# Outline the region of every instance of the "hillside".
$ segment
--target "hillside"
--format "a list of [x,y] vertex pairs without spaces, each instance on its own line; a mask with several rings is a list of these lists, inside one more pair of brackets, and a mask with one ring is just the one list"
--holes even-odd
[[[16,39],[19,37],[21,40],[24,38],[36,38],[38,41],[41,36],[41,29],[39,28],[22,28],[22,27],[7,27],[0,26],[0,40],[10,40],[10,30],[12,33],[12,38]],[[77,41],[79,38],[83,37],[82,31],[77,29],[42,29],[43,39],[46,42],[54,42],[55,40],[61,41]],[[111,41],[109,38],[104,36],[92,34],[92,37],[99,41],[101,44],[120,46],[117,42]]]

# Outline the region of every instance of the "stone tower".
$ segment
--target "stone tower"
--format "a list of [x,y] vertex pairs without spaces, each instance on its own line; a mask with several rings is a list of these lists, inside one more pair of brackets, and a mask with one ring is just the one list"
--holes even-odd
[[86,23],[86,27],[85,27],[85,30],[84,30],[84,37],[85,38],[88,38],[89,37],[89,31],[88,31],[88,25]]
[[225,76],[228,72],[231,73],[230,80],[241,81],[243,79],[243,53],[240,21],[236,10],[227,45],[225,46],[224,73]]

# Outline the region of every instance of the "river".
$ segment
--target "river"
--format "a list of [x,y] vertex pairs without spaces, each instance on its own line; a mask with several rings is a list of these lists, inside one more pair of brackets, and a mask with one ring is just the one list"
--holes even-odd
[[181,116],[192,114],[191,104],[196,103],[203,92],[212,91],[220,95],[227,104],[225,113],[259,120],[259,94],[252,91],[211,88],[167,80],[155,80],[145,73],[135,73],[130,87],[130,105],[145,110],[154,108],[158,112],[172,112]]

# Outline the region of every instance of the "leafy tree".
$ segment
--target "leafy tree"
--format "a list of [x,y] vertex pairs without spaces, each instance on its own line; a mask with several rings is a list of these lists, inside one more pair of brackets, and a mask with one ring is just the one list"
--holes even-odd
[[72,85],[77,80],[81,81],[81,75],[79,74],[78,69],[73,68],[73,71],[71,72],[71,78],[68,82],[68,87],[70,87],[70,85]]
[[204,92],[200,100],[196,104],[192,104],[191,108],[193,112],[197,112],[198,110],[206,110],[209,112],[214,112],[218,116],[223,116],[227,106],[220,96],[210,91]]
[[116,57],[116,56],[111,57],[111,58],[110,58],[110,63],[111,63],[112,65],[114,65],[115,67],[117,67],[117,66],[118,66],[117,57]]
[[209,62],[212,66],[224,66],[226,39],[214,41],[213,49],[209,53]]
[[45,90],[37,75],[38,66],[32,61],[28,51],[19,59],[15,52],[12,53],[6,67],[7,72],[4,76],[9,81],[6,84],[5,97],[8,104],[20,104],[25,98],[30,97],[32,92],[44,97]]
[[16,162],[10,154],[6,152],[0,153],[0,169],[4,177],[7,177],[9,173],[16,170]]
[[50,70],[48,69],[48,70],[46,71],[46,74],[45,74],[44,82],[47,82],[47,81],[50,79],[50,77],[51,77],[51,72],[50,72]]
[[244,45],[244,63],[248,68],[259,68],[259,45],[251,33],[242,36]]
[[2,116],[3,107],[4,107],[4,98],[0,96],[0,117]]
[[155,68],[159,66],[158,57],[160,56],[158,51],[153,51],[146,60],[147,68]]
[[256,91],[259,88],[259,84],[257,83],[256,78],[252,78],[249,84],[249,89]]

Requirement: Retype all of the data shown above, word for word.

Solution to the exercise:
# Outline the region of every instance of the "hillside".
$ segment
--target "hillside"
--format "a list of [x,y] vertex pairs without spaces, each instance on its own line; a mask with several rings is a list of these lists, inside one more pair of brackets, and a mask with one ring is just the one list"
--holes even-odd
[[[16,39],[19,37],[21,40],[24,38],[36,38],[38,41],[41,36],[41,29],[39,28],[22,28],[22,27],[7,27],[0,26],[0,40],[10,40],[10,30],[12,33],[12,38]],[[77,41],[79,38],[83,37],[82,31],[77,29],[42,29],[43,39],[46,42],[54,42],[55,40],[61,41]],[[111,41],[109,38],[104,36],[92,34],[92,37],[99,41],[101,44],[120,46],[117,42]]]

# Outline the region of every instance of the "stone tower".
$ segment
--target "stone tower"
--format "a list of [x,y] vertex pairs without spaces, each instance on its own line; a mask with several rings is a list of these lists, inside one more pair of brackets, and a mask with one ring is just the one list"
--holes even-odd
[[86,23],[86,27],[85,27],[85,30],[84,30],[84,37],[85,38],[88,38],[89,37],[89,31],[88,31],[88,25]]
[[225,76],[228,72],[231,73],[230,80],[241,81],[243,79],[243,53],[240,21],[236,10],[227,45],[225,46],[224,73]]

# Outline the region of every instance of the "river".
$ segment
--target "river"
--format "a list of [x,y] vertex pairs without spaces, each instance on its own line; a mask with several rings is a list of these lists, inside one more pair of brackets, and a mask with one ring is just the one list"
--holes even-odd
[[181,116],[192,114],[191,104],[196,103],[203,92],[212,91],[220,95],[227,104],[225,113],[259,120],[259,94],[252,91],[211,88],[167,80],[155,80],[145,73],[135,73],[130,87],[130,105],[145,110],[154,108],[158,112],[172,112]]

# Outline the region of every instance of the "leafy tree".
$ segment
--target "leafy tree"
--format "a list of [x,y] vertex pairs without spaces, each instance on its own line; a mask with several rings is a list of these lists, inside one more pair of brackets, and a mask with one ring is just the one list"
--holes even-odd
[[72,85],[77,80],[81,81],[81,75],[79,74],[78,69],[73,68],[73,71],[71,72],[71,78],[68,82],[68,87],[70,87],[70,85]]
[[204,92],[200,100],[196,104],[192,104],[191,108],[193,112],[197,112],[198,110],[206,110],[209,112],[214,112],[218,116],[223,116],[227,106],[220,96],[210,91]]
[[116,57],[116,56],[111,57],[111,58],[110,58],[110,63],[111,63],[112,65],[114,65],[115,67],[117,67],[117,66],[118,66],[117,57]]
[[209,62],[212,66],[224,66],[226,39],[214,41],[213,49],[209,53]]
[[45,90],[37,75],[38,66],[32,61],[28,51],[19,59],[15,52],[12,53],[6,67],[7,72],[4,76],[9,81],[6,84],[5,97],[8,104],[20,104],[25,98],[30,97],[32,92],[44,97]]
[[16,162],[10,154],[6,152],[0,153],[0,169],[4,177],[7,177],[9,173],[16,170]]
[[50,70],[48,69],[48,70],[46,71],[46,74],[45,74],[44,82],[47,82],[47,81],[50,79],[50,77],[51,77],[51,72],[50,72]]
[[244,45],[244,63],[248,68],[259,68],[259,45],[251,33],[242,36]]
[[2,116],[3,107],[4,107],[4,98],[0,96],[0,117]]
[[155,68],[159,66],[158,57],[160,56],[158,51],[153,51],[146,60],[147,68]]
[[256,91],[259,88],[259,84],[257,83],[256,78],[252,78],[249,84],[249,89]]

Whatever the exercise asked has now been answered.